↓
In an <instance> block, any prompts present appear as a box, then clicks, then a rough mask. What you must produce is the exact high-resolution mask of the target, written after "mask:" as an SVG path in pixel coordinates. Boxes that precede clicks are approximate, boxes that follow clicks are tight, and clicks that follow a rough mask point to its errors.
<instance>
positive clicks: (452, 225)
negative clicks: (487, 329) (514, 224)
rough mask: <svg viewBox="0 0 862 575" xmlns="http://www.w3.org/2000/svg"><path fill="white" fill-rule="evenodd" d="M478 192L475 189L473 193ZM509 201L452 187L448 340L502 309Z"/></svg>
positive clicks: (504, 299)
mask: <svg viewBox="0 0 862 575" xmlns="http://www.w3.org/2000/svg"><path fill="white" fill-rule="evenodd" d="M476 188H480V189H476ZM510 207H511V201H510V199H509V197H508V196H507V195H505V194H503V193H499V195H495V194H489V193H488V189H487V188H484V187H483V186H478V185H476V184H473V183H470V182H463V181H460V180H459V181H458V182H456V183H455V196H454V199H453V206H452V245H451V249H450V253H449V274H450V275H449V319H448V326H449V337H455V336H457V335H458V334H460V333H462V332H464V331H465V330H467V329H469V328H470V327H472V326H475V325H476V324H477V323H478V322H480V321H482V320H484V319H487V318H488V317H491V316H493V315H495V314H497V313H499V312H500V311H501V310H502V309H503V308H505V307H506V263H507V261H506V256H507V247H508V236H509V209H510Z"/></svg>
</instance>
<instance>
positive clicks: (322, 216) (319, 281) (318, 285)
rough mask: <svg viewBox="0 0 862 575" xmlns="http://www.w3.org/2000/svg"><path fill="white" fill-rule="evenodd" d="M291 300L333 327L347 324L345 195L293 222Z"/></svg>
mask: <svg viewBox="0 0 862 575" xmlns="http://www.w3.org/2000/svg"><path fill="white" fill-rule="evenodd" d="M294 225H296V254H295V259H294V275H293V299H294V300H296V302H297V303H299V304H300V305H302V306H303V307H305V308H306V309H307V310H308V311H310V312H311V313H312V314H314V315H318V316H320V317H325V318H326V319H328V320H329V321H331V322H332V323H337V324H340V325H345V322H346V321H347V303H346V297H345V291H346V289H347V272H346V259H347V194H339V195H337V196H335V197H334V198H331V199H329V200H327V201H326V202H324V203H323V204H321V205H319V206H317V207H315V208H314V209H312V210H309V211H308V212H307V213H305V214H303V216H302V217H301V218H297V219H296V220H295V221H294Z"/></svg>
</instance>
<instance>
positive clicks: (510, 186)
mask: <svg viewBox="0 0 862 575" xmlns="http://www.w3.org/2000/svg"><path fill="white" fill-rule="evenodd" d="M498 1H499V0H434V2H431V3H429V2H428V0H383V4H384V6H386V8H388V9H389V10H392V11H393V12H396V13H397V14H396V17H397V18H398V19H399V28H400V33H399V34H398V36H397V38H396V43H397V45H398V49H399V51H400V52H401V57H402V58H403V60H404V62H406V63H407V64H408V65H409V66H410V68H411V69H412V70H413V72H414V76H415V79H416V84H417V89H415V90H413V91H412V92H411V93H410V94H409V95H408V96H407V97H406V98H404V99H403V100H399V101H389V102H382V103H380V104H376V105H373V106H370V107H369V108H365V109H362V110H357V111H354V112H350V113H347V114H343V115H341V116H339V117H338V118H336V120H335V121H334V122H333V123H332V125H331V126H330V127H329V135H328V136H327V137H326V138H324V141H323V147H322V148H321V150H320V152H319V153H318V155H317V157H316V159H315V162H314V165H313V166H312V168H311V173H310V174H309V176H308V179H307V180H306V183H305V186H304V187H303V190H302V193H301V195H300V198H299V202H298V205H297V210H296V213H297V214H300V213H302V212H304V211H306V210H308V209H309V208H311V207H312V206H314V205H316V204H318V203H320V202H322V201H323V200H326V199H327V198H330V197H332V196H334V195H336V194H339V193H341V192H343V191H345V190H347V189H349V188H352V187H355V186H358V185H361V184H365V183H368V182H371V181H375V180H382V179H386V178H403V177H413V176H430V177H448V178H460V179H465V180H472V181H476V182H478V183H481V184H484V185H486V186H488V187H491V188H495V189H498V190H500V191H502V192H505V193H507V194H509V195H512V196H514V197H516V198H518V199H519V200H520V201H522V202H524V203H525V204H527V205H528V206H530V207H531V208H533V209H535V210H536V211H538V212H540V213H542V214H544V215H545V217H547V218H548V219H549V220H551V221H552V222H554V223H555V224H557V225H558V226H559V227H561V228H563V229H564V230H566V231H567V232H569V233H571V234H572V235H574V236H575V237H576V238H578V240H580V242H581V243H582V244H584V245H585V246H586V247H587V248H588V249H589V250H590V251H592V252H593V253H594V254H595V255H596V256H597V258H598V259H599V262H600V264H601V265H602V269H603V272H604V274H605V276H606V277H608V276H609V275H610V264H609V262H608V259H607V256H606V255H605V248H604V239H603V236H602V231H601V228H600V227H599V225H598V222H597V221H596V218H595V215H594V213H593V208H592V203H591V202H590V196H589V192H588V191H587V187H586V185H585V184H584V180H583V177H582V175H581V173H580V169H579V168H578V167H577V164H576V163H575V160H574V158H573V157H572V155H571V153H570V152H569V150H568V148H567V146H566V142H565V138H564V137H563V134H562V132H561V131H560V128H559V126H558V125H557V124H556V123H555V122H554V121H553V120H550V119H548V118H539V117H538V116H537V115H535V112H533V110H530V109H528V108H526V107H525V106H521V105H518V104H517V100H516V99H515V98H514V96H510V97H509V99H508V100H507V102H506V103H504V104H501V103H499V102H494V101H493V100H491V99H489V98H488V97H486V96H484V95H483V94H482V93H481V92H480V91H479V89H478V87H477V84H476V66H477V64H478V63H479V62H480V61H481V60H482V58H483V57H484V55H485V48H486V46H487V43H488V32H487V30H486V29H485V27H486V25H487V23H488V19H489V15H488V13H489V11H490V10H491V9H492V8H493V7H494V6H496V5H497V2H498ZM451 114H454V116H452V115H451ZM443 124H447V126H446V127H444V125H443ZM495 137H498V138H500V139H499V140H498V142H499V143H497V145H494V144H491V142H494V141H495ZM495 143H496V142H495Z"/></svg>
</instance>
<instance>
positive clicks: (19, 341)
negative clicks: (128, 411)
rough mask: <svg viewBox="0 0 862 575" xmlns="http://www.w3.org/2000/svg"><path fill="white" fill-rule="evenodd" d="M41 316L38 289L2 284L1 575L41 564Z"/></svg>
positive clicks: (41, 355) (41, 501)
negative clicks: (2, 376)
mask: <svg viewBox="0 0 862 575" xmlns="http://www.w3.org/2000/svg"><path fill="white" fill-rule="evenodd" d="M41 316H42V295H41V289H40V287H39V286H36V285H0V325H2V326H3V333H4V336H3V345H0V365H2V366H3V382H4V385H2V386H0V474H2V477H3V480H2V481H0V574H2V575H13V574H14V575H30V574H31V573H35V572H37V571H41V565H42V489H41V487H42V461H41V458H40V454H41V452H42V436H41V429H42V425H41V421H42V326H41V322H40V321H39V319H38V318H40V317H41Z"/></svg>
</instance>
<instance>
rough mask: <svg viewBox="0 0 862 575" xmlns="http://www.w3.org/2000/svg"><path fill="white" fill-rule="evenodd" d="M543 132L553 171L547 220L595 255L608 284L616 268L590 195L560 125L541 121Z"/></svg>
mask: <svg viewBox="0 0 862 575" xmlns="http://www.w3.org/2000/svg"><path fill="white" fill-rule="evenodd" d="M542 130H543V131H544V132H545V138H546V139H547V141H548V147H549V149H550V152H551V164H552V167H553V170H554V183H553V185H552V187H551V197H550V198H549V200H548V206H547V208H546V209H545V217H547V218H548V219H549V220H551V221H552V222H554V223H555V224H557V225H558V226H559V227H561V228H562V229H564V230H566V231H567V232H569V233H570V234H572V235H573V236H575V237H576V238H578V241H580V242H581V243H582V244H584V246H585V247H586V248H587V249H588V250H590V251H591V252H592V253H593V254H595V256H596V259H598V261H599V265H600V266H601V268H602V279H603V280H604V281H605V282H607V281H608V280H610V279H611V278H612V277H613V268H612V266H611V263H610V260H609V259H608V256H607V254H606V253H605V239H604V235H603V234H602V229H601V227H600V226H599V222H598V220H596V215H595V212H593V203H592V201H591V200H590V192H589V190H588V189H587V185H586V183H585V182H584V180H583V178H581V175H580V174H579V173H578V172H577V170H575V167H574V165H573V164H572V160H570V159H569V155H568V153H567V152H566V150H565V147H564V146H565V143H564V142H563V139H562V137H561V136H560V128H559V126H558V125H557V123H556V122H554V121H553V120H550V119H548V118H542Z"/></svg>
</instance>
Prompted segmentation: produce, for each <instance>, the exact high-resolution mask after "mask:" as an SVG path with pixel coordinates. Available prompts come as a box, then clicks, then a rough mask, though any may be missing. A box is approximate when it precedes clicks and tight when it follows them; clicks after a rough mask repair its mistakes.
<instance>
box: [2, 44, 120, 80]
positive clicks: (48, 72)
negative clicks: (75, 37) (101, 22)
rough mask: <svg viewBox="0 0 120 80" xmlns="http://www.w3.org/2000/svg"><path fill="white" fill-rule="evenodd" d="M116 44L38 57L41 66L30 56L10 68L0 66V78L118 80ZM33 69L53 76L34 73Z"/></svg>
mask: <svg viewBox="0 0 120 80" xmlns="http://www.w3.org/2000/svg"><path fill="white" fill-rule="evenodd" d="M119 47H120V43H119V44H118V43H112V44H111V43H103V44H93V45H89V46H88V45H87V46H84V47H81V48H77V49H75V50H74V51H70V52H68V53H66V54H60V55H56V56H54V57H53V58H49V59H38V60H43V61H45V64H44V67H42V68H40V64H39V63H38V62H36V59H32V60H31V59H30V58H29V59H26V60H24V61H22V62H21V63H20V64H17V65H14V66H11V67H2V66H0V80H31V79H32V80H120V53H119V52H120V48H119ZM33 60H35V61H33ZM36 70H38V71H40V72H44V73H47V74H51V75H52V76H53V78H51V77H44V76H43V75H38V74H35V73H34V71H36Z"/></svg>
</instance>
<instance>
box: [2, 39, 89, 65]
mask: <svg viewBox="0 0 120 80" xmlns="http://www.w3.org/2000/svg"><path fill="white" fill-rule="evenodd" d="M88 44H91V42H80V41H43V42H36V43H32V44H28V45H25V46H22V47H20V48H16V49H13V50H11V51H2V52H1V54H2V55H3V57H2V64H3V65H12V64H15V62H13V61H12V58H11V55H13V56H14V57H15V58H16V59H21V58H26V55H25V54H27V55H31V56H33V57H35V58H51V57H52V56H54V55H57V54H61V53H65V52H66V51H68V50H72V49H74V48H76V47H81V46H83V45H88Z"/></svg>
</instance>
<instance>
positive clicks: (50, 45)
↑
Filter the listing above for the string "high" and copy every matching line.

● Answer for this exercise
In an <instance> block, any prompts present appear as a box, then clicks, then a rough mask. What you must produce is the exact high-resolution mask of the target, written after "mask:" as an SVG path in pixel coordinates. Boxes that precede clicks are approximate, boxes that follow clicks are tight, and clicks that follow a rough mask point to its errors.
Prompted segmentation: produce, for each <instance>, the exact high-resolution mask after "mask:" as an SVG path with pixel coordinates. Available prompts come as a box, then clicks, then a rough mask, though any may be missing. A box is approximate when it precedes clicks and tight when it follows them; clicks after a rough mask repair its mistakes.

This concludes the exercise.